Assignment 1 » In the essay about the house fire below, which fire department did the writer join as its first nationally certified volunteer firefighter?
Assignment 2 » Carry the essay about the house fire forward from its last sentence.

(Extracted text)

What would you grab first if your house was on fire?
That question is usually asked to determine a person's values and priorities. The typical response is, "I would grab my violin," or "I would get my grandfather's old photos." I can tell you what you'd actually do: You wouldn't grab anything.
When I first heard the smoke alarm in my house one January day five years ago, I thought my mom had burned something. I didn't move. I continued doing my middle school homework.
Before I knew it, I was in the backyard watching my dad holding a frozen hose and my mom and sister trying to find a way out as flames flew up the stairs of the deck on which they were stranded. Then the firemen came. Besides my jacketless clothes and shoeless feet, I had no possessions. Hours later, my home was a smoking shell.
Since then, I’ve dedicated my studies and volunteer time to doing everything I can to prevent this scenario from happening to others. Last November, I became the first nationally certified volunteer firefighter in the Nissequogue, New York Fire Department, where I’m one of the only female members. I’m not the best at fighting fires, but I move when I hear my pager go off and I’m in full gear in less than two minutes, ready to help in any way I can.
Like firefighting, women are underrepresented in science fields. But thanks to encouragement from women like my Smithtown High School East science teacher, Maria Zeitlin-Trinkle, and Miriam Rafailovich, director of the Garcia Materials Research Science and Engineering Centerprogram at the State University of New York at Stony Brook, I've developed an interest in materials science and engineering. Ms. Zeitlin-Trinkle encouraged me to participate in the Garcia MRSEC program after I told her about my interest in preventing fires through developing flame-retardant materials. Dr. Rafailovich became my science research mentor, and working with her showed me the importance of educators mentoring girls in science fields. I am inspired by these incredible women to push forward in society and overcome as a minority in engineering.
Thanks to my fire training, I know that if I don’t wear full firefighting gear with a self-contained breathing apparatus, I will die—if not from the flames and heat, then from the toxic fumes given off by burning materials. I’ve also learned that some materials, like gas tanks in some cars, are constructed of flammable plastic. I decided to research non-toxic biodegradable flame retardants that would stop a fire from spreading while also giving victims a better chance to escape since there would be no toxic fumes to kill them.

(End Extracted text)
(Supplied data)

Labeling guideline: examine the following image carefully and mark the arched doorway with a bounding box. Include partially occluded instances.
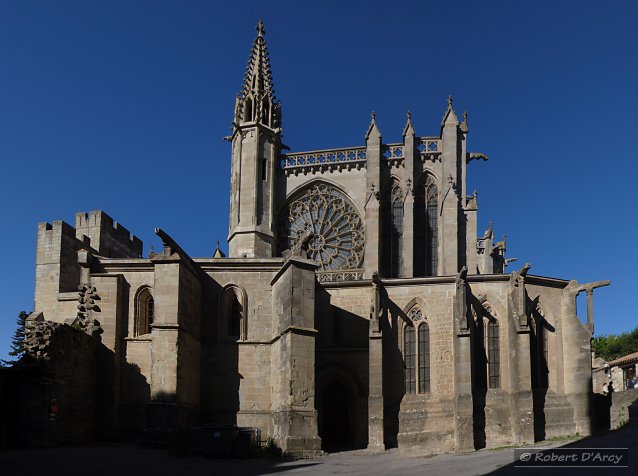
[319,381,353,451]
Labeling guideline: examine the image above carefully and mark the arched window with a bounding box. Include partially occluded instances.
[403,325,416,394]
[244,97,253,122]
[487,319,501,388]
[414,175,439,276]
[530,306,550,389]
[228,296,242,338]
[134,287,155,336]
[382,180,403,278]
[403,306,430,394]
[418,322,430,393]
[219,285,248,341]
[261,98,270,126]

(End Supplied data)

Expected answer 1 » The Nissequogue, New York Fire Department.

Expected answer 2 »
I developed a new, non-toxic material that can be used in industrial packaging and utilized a novel method that can be applied to various other plastics, increasing the safety of materials everywhere. I wrote a paper about how I developed these plastics and submitted it to the Intel Science Talent Search competition last November, just two days before my final firefighter exam. Because this was my first year doing real research in an engineering laboratory and competing in large contests, I did not expect to win.
In January, I received the phone call that changed my life. The Society for Science & the Public called me while I was at a school event and informed me that I was a finalist in the competition.
I’ve turned my family’s tragedy into a success by bringing to light the issues involved with materials and fire safety. In my firefighter training, I learned that my goal is to protect lives and property. I may not be the strongest or most experienced firefighter, but I can still make a difference and protect those things—and I can do that through science. I’ve been accepted to the Massachusetts Institute of Technology, where I’ll start as a freshman this fall.
So, what would I grab now if my house was on fire? My answer is still the same: Nothing. I have the knowledge and skills to make a difference, and that's all I need.